[Provided records — start]

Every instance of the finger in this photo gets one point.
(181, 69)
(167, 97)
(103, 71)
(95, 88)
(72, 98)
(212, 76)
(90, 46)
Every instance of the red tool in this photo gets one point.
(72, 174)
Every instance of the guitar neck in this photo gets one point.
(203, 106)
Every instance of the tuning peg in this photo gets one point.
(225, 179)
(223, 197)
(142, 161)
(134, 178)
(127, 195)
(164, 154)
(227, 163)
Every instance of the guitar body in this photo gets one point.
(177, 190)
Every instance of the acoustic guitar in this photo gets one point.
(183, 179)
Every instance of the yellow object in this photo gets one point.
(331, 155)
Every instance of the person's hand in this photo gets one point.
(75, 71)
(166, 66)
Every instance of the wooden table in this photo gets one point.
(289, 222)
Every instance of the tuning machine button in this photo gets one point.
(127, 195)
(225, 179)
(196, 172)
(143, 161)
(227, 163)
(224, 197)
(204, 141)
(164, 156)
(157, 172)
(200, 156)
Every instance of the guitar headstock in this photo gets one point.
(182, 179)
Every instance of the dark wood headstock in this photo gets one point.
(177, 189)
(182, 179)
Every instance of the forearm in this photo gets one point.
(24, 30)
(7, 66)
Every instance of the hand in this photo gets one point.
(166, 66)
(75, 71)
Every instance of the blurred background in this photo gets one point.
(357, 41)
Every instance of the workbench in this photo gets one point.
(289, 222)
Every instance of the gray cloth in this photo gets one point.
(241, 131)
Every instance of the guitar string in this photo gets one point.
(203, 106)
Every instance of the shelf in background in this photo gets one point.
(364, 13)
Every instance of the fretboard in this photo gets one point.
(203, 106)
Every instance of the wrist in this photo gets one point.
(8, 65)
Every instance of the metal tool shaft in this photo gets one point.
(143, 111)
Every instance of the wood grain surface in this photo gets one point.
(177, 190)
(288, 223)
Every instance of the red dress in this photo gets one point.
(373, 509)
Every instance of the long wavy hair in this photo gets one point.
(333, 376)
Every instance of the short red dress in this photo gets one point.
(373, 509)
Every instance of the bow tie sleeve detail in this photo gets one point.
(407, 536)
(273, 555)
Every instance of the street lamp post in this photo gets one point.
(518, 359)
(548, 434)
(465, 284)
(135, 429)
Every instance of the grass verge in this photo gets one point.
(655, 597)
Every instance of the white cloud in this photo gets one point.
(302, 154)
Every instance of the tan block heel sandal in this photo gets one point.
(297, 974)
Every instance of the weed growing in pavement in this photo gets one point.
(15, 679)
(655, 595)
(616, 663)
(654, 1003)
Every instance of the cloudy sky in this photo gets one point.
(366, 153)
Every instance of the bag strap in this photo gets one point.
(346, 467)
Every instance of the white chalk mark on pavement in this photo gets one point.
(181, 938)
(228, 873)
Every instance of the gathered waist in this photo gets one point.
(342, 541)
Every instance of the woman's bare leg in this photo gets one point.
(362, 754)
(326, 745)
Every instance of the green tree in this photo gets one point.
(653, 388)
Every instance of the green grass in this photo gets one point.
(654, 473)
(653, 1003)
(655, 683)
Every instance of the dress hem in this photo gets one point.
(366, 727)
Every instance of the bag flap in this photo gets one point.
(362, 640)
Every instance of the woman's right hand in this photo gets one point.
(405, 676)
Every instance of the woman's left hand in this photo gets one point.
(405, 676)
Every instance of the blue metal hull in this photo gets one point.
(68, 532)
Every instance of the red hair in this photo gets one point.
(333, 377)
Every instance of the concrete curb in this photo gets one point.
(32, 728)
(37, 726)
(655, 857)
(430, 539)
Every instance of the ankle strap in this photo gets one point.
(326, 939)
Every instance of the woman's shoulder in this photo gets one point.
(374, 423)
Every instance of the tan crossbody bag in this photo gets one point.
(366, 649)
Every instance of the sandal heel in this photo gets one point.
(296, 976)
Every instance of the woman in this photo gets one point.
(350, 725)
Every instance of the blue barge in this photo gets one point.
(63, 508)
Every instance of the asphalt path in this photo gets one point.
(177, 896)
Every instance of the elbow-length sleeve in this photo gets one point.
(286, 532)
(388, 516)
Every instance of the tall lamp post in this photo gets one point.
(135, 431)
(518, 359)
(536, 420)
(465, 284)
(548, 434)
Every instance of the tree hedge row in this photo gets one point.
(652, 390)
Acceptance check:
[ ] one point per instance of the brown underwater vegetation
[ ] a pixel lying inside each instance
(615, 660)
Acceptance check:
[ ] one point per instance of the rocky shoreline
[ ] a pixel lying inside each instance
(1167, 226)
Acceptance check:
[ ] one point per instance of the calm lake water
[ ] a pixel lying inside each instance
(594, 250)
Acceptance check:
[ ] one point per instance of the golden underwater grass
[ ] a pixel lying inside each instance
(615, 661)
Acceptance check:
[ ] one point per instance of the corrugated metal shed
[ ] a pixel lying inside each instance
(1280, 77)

[Provided records — finish]

## Action item
Which lines of the material contain "underwater"? List them.

## Result of this exercise
[ ] one point per instance of the brown underwater vegetation
[ ] one point per instance of the golden underwater grass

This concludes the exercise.